» **TASK DESCRIPTION**
Answer these questions from the text about the Vegas Room:
(a) Who are the owners named in the text?
(b) What vacated business did they take over to open the Nevada Room?
(c) On what date did the new Vegas Room debut?

» **DOCUMENT SECTION**
• • • • • • •

The Vegas Room was the Little Supper Club That Could in the second half of 2020, the rare space offering live entertainment for restricted-capacity audiences during the first year of the pandemic.

In 2021, owners Tom Michel and David Robinson expanded their operation in historic Commercial Center by taking over a vacated Mexican restaurant and opening the Nevada Room, containing a piano bar and bistro space and a larger showroom that could accommodate big bands and other acts.

After some strategic changes, things are once again in full swing in 2022. The original space has been shuttered, and the piano bar space has been renovated, becoming the new Vegas Room, which debuted on March 12. It maintains the intimate listening-room and supper-club vibes of the previous incarnation, while adding some cool local history: This is the space where the Commercial Deli— a Rat Pack haunt in the 1960s—once stood.

• • • • • • •

[Data records]
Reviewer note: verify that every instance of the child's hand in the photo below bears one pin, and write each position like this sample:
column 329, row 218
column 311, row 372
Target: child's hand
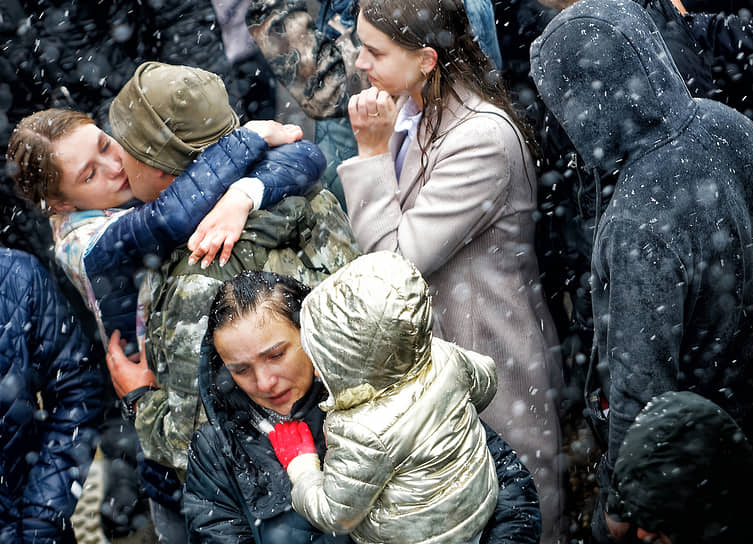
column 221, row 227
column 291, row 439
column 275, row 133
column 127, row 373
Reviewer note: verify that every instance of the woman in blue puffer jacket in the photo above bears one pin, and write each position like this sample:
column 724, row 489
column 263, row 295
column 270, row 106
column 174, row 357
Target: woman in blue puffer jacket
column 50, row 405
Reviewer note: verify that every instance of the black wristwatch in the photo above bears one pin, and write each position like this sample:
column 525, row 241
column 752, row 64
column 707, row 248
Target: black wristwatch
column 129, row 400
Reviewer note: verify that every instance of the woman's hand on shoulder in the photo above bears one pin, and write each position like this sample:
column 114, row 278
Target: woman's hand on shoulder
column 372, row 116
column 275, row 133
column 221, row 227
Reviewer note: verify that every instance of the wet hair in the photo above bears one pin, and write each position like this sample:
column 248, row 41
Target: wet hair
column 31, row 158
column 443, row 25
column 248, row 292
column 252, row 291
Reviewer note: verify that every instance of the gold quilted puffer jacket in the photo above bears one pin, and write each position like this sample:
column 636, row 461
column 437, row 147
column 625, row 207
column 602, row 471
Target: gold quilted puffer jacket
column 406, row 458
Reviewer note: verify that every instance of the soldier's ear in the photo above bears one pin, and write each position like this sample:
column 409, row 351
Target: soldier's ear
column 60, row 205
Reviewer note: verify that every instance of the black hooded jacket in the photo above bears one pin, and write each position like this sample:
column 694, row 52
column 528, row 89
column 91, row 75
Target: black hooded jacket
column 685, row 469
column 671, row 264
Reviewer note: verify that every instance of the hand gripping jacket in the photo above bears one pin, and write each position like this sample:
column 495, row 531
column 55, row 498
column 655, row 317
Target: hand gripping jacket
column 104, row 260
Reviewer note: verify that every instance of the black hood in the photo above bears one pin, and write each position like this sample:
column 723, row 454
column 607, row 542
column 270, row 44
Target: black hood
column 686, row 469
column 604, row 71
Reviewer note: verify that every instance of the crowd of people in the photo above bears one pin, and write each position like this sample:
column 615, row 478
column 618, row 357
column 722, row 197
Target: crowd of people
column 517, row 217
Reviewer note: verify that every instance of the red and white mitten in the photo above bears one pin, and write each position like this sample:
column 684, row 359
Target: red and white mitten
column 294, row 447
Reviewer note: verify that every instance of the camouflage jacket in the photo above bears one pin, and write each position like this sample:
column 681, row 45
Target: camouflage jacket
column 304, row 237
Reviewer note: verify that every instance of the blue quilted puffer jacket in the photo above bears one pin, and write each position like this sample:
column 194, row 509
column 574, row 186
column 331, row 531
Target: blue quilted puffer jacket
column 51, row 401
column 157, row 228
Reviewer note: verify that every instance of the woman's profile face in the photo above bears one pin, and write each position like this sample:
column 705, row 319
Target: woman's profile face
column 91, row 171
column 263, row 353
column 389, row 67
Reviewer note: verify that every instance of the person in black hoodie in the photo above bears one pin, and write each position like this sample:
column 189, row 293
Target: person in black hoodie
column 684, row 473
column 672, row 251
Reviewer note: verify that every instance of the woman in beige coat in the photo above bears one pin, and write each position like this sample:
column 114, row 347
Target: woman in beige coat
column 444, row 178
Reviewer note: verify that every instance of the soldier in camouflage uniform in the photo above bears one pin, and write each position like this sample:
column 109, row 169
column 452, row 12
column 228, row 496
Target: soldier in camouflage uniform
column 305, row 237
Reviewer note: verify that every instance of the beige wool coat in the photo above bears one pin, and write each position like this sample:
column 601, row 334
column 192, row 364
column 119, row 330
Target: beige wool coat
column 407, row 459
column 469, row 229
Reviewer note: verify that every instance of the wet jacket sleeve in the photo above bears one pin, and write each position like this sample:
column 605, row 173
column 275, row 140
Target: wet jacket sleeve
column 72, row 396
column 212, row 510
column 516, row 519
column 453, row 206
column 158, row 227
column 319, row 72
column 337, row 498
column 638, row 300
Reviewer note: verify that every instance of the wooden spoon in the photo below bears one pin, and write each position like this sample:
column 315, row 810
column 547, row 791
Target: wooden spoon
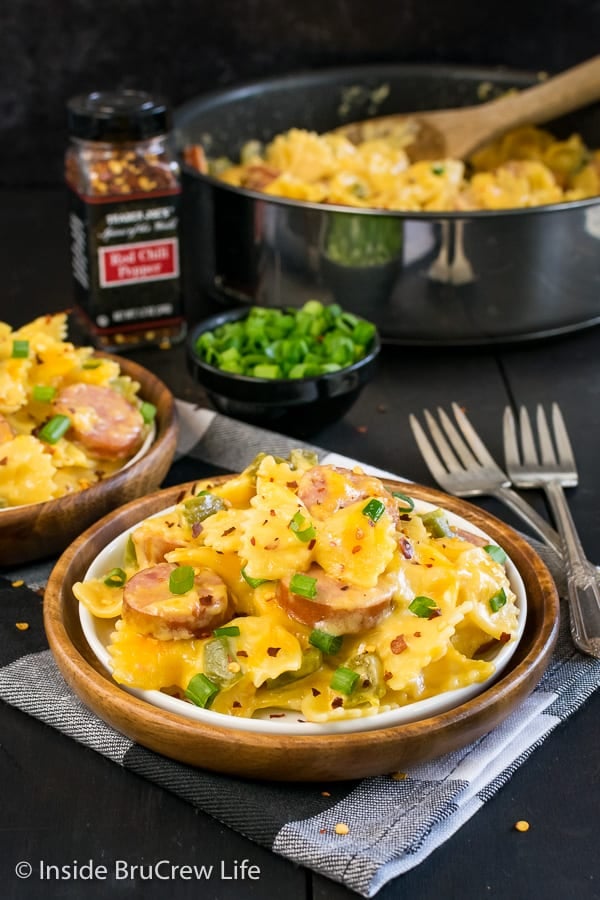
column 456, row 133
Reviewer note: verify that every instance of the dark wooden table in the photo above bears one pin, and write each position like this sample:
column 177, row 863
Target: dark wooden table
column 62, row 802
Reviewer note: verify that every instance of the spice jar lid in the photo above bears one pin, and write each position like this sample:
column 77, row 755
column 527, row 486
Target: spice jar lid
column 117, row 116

• • • • • • •

» **RESPONSE AREA**
(a) Tom Michel and David Robinson
(b) A Mexican restaurant
(c) March 12, 2022